_PROBLEM STATEMENT_.
All of the data should be output character for character, except the pictures.

_TASK DATA_.

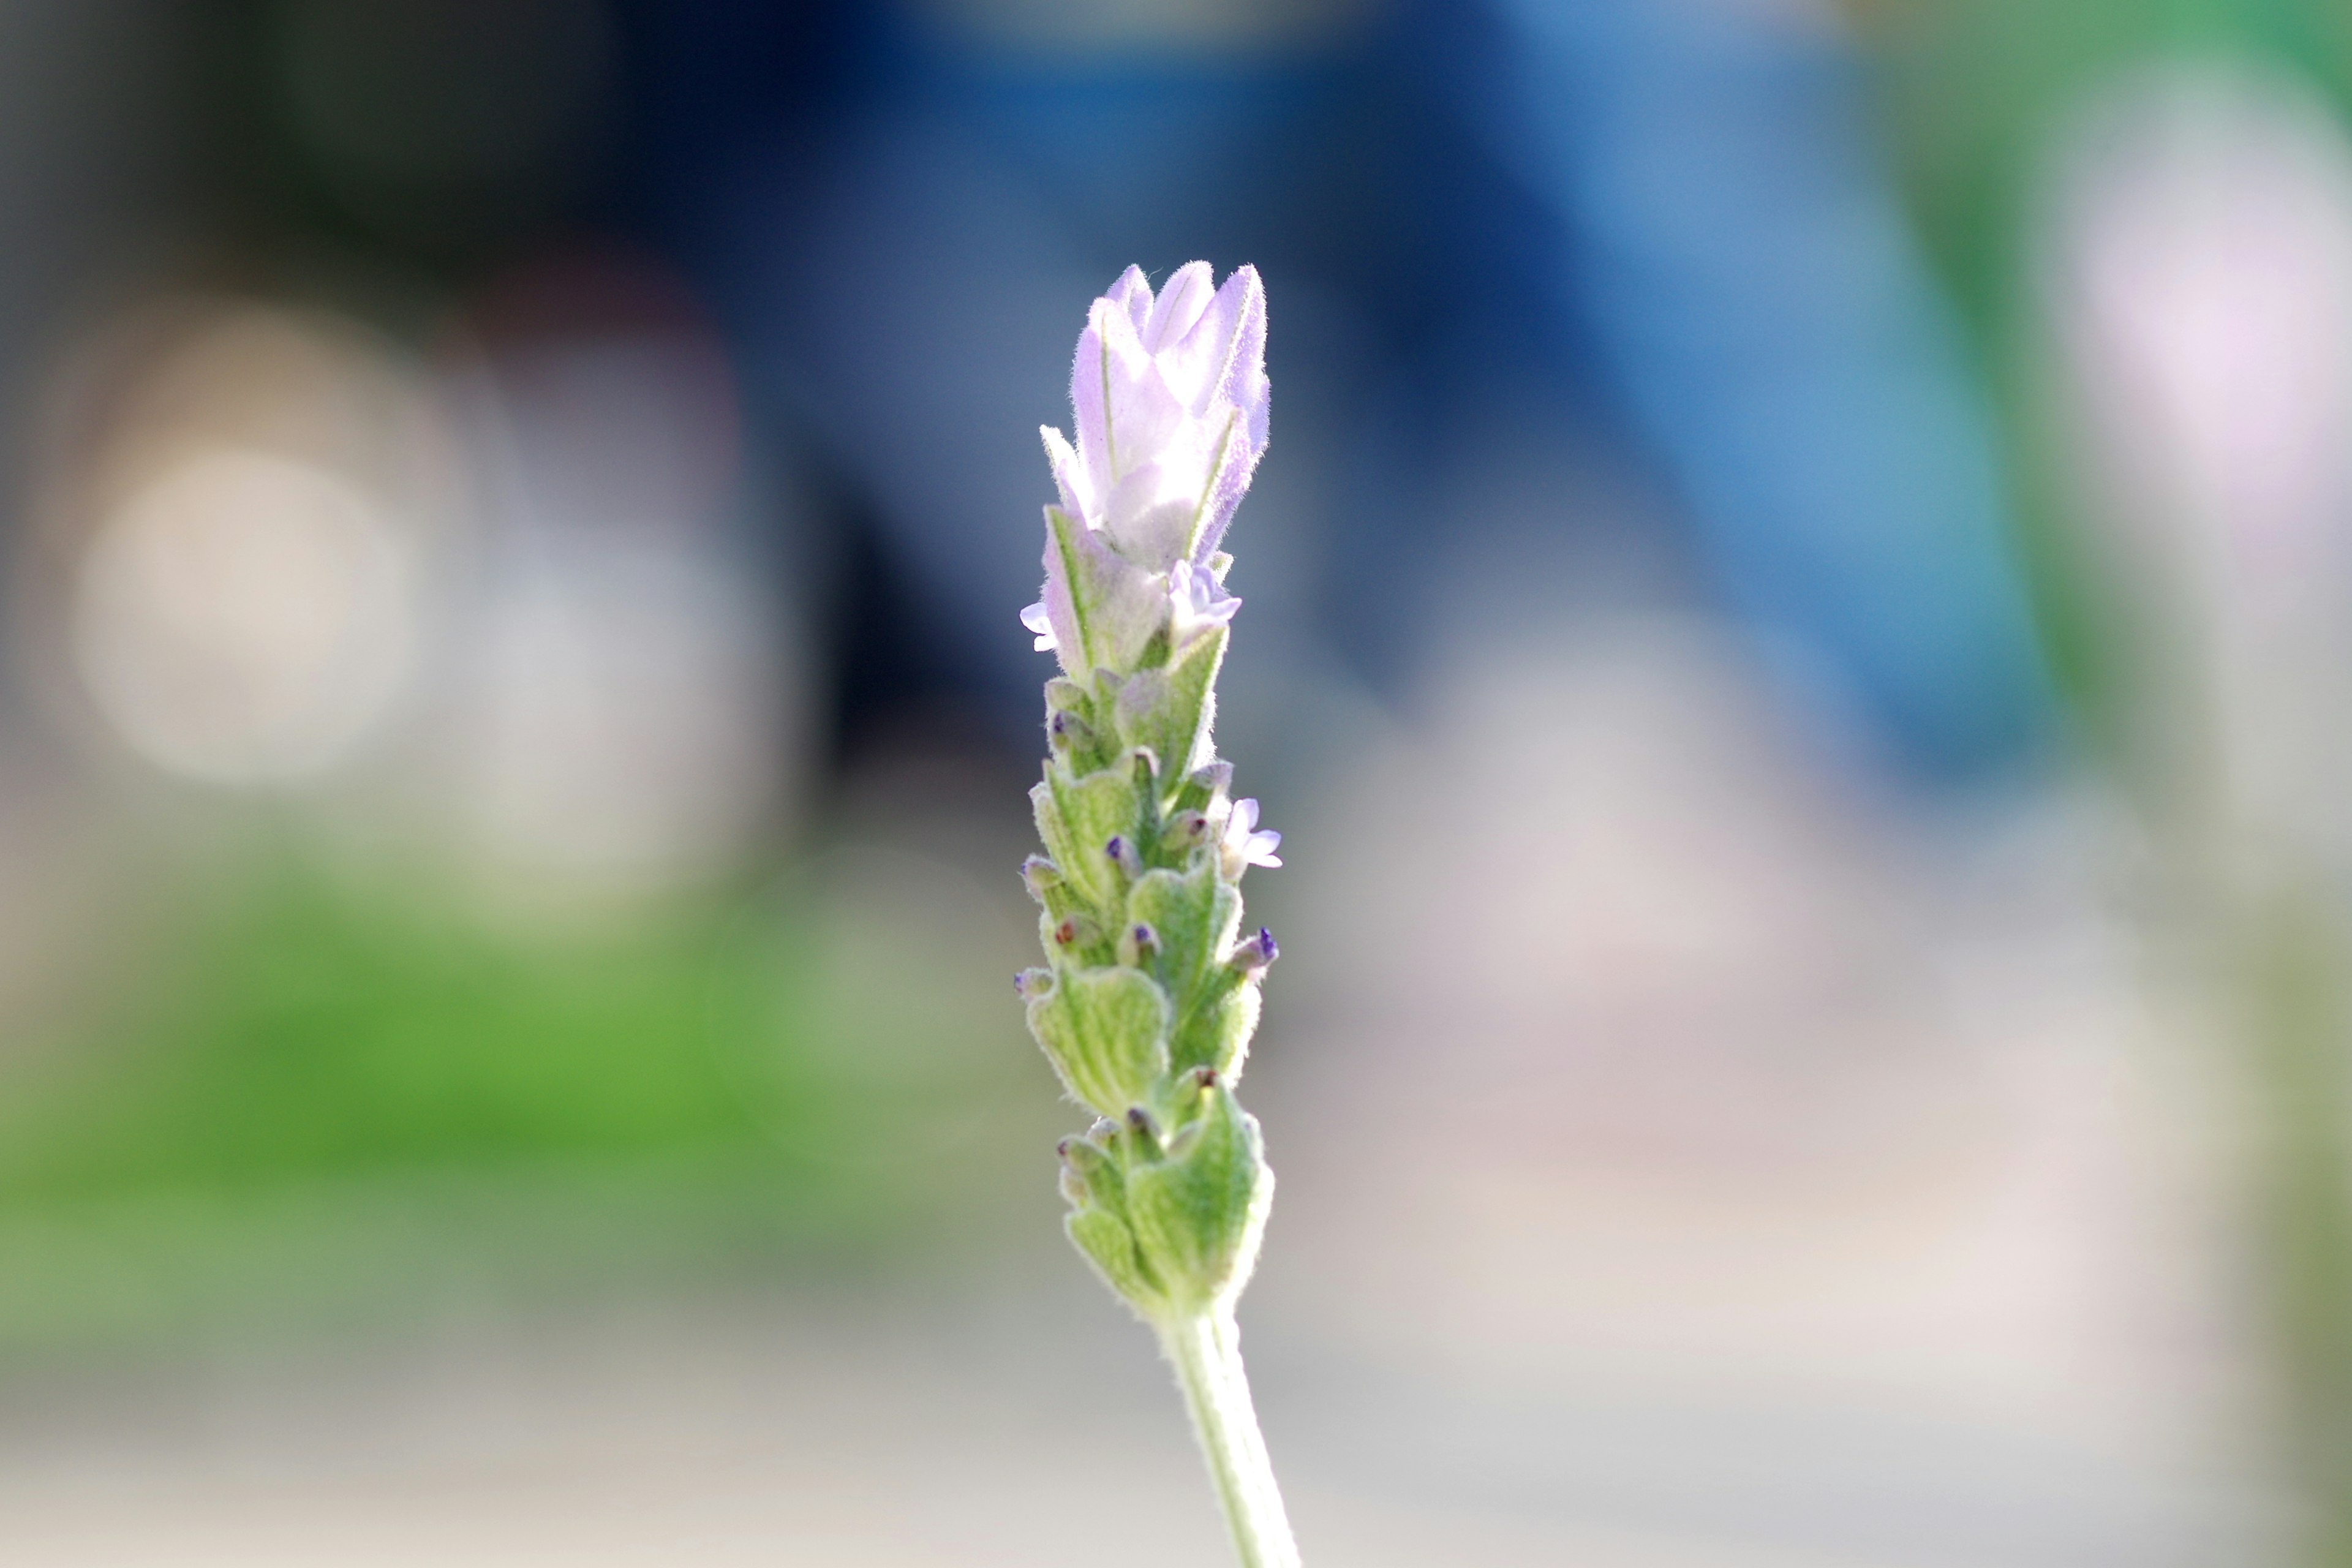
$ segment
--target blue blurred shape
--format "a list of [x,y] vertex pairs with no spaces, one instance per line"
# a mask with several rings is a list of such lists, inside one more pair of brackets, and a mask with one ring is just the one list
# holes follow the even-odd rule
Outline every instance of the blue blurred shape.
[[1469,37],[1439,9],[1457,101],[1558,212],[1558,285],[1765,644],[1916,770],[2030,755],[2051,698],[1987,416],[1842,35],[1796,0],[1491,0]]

_SOLUTION FOR THIS TASK_.
$ segment
--target blue blurred shape
--format "a list of [x,y] vertex pairs with no spaces, one instance per line"
# a mask with several rings is a list of such lists, inside one more pair of brackets, and a mask with one ring is just the one list
# holes follow the even-odd rule
Outline every instance of the blue blurred shape.
[[1469,37],[1439,9],[1457,101],[1558,212],[1558,285],[1765,644],[1916,770],[2030,755],[2051,698],[1987,416],[1842,35],[1796,0],[1491,0]]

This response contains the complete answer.